__Data provided__
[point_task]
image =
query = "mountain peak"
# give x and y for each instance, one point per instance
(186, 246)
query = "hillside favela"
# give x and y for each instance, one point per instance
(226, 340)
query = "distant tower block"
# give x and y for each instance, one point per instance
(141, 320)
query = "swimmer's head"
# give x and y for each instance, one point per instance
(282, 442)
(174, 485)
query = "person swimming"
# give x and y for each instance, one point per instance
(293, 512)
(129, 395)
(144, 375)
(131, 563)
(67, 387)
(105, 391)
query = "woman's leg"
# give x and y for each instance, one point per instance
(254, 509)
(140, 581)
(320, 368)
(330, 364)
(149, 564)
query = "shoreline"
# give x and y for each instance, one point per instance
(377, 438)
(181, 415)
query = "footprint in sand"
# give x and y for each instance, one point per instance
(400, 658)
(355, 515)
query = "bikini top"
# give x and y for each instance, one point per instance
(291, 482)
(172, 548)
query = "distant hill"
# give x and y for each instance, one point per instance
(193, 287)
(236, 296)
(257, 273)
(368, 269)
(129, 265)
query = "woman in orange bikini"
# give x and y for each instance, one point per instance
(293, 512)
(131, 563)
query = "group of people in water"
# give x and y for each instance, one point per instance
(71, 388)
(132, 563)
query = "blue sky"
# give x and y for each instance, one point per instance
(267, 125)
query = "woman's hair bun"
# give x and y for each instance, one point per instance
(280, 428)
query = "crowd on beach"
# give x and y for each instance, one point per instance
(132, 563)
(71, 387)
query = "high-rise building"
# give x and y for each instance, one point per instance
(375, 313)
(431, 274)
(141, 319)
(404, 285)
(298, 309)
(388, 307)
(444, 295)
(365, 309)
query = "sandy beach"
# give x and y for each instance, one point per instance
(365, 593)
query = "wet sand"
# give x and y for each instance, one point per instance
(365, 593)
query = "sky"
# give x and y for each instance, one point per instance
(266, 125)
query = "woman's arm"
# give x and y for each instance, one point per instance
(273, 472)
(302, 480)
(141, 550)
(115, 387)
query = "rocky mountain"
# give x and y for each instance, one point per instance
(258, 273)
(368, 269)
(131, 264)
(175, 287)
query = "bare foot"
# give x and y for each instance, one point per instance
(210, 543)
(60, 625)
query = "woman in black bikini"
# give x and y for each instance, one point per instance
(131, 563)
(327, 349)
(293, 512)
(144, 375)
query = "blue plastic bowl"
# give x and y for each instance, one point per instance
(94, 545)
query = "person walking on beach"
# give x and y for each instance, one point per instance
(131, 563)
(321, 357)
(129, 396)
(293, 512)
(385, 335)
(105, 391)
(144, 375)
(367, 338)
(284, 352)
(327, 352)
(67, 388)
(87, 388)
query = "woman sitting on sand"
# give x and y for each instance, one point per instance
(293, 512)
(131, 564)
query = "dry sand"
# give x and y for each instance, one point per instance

__Aim of the exercise__
Scan the material above for the string "beach" and return the lines that hold it.

__Final answer__
query = "crowd on beach"
query = "sandy beach"
query = "person walking on beach"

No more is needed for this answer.